Which lines in the records below contain the string "rippled"? Gather each such line in full, counting only matches with the same case.

======== Records for processing ========

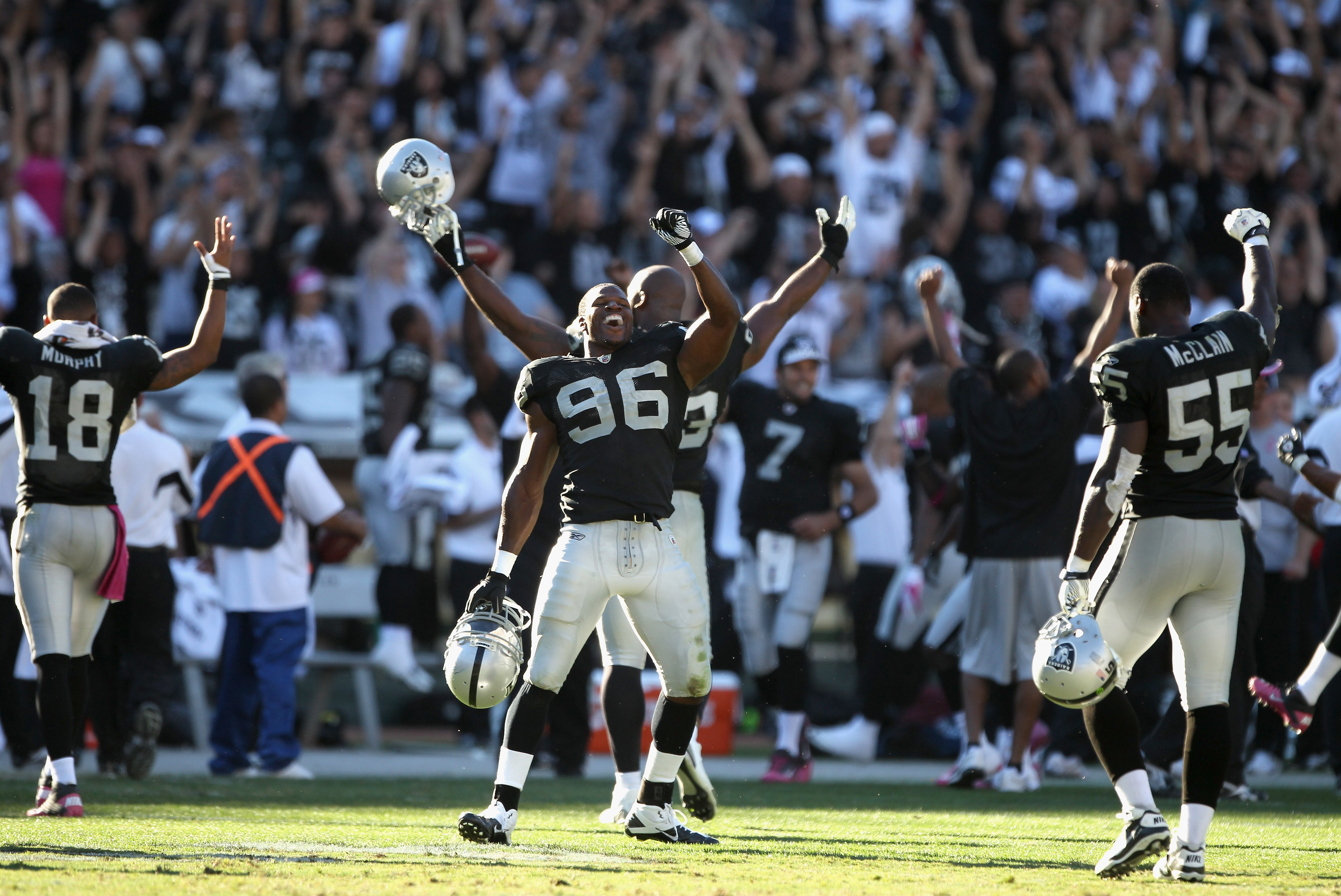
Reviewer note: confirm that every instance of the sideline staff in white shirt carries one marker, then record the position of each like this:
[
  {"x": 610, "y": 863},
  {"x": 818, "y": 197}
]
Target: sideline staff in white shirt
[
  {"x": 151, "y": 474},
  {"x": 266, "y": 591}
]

========
======== Records for processing ========

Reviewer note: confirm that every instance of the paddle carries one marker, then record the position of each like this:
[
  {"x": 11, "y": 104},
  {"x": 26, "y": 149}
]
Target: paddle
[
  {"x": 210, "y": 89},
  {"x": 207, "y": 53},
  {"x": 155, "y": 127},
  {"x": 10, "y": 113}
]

========
======== Records for processing ========

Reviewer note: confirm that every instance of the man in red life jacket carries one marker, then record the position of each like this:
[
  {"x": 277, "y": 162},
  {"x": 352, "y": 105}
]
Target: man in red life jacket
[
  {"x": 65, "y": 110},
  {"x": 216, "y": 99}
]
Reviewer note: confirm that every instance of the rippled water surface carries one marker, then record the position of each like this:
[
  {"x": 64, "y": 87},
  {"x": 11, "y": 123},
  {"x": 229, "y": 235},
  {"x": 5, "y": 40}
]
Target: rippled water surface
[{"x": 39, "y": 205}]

========

Solution to the problem.
Reviewer note: confirm that every instance of the rippled water surface carries one marker, then record the position of each like this:
Target: rippled water surface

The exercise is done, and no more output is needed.